▸ **Objectif fixé A**
Quelles lignes des enregistrements contiennent la chaîne "bale"? Extrayez-les toutes, en respectant la casse.

Je laisse ma carte d'identité à une agente pénitentiaire installée dans un sas vitré, à l'accueil. Elle me fait préciser le contenu de mon sac et j'en profite pour indiquer que je ne dispose pas de téléphone portable sur moi. Je dépose mon sac pour qu'il passe dans un scanner à rayons X puis je traverse ensuite un portique de sécurité. Après une première cour, un couloir puis trois grandes portes à barreaux, j'entre enfin au cœur de la maison d'arrêt.

Ce bâtiment impressionnant a été construit en 1885. Il a depuis été rénové, mais force est de constater qu'il reste "dans son jus". Il dispose de 4 ailes : A, B, C et D disposées en rayon de soleil autour d'une coursive circulaire dans laquelle se trouve un agent. Il scrute de nombreux écrans de surveillance. 430 détenus sont actuellement incarcérés à Besançon. À la différence d'une prison, une maison d'arrêt accueille des personnes en attente de jugement ou dont la condamnation n'est pas définitive. À Besançon, le taux d'occupation est de 155%, contre environ 140% au niveau national. L'établissement est touché de plein fouet par la surpopulation carcérale. "Nous n'avons pas de matelas au sol", tempère Matthieu Frasco, adjoint chef de la maison d'arrêt de Besançon, tout en précisant que cette situation est évidemment compliquée à gérer. 

Une transformation visuelle de la cour du bâtiment D

Dans cet endroit surpeuplé et alors que la promiscuité est extrême en raison du manque d'espace, l'activité culturelle à laquelle je m'apprête à assister fait office de véritable bol d'air pour les détenus autorisés à y participer. Ce sont ceux du bâtiment D, "ceux qui ont un travail le matin, en cuisine ou pour des sociétés extérieures qui nous fournissent des missions pour les détenus", m'indique la responsable de cette aile. Les participants sont évidemment tous volontaires.

▸ **Objectif fixé B**
Pouvez-vous résumer en deux phrases cet extrait sur la maison d'arrêt de Besançon ?

▸ **Enregistrements sources**
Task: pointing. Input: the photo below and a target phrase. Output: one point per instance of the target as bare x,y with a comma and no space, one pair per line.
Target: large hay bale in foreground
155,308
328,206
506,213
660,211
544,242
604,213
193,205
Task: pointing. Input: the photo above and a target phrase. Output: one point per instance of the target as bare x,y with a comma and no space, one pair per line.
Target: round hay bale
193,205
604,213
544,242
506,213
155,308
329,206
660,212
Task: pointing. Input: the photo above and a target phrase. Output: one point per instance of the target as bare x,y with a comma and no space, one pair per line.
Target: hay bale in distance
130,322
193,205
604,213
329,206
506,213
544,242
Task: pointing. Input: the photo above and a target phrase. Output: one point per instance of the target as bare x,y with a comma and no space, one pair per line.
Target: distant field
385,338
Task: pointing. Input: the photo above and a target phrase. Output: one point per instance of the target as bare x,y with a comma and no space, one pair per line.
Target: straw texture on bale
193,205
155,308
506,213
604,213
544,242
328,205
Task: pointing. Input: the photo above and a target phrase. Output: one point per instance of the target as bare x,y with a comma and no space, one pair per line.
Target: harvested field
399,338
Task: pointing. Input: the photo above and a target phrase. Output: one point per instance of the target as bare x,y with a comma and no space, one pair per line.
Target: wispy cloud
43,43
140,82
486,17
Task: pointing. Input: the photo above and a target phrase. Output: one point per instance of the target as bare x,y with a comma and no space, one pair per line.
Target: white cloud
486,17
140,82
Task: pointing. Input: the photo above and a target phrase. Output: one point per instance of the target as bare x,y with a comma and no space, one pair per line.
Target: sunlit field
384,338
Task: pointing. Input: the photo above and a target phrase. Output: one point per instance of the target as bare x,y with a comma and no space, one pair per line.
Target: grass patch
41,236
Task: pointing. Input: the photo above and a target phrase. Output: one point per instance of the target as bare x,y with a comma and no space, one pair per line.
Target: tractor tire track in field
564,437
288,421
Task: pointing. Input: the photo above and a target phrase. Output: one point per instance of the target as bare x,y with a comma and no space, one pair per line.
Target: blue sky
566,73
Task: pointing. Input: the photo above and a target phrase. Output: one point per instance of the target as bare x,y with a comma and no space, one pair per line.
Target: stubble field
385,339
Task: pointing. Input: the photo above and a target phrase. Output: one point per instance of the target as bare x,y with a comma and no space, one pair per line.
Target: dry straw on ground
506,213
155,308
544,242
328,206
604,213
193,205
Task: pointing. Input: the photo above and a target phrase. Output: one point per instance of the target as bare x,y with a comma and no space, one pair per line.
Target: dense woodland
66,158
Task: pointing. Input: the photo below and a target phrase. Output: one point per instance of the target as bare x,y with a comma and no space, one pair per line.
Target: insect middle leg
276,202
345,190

▸ **Solution proposée A**
Target: large hay bale in foreground
Target: round hay bale
Target: hay bale in distance
Target: straw texture on bale

▸ **Solution proposée B**
Après les contrôles de sécurité de l'accueil, l'auteur du récit entre dans la maison d'arrêt de Besançon, un bâtiment de 1885 à quatre ailes qui accueille 430 détenus, avec un taux d'occupation de 155 %, contre environ 140 % au niveau national. Dans ce lieu surpeuplé, une activité culturelle ouverte aux détenus volontaires du bâtiment D, qui travaillent le matin, fait office de véritable bol d'air.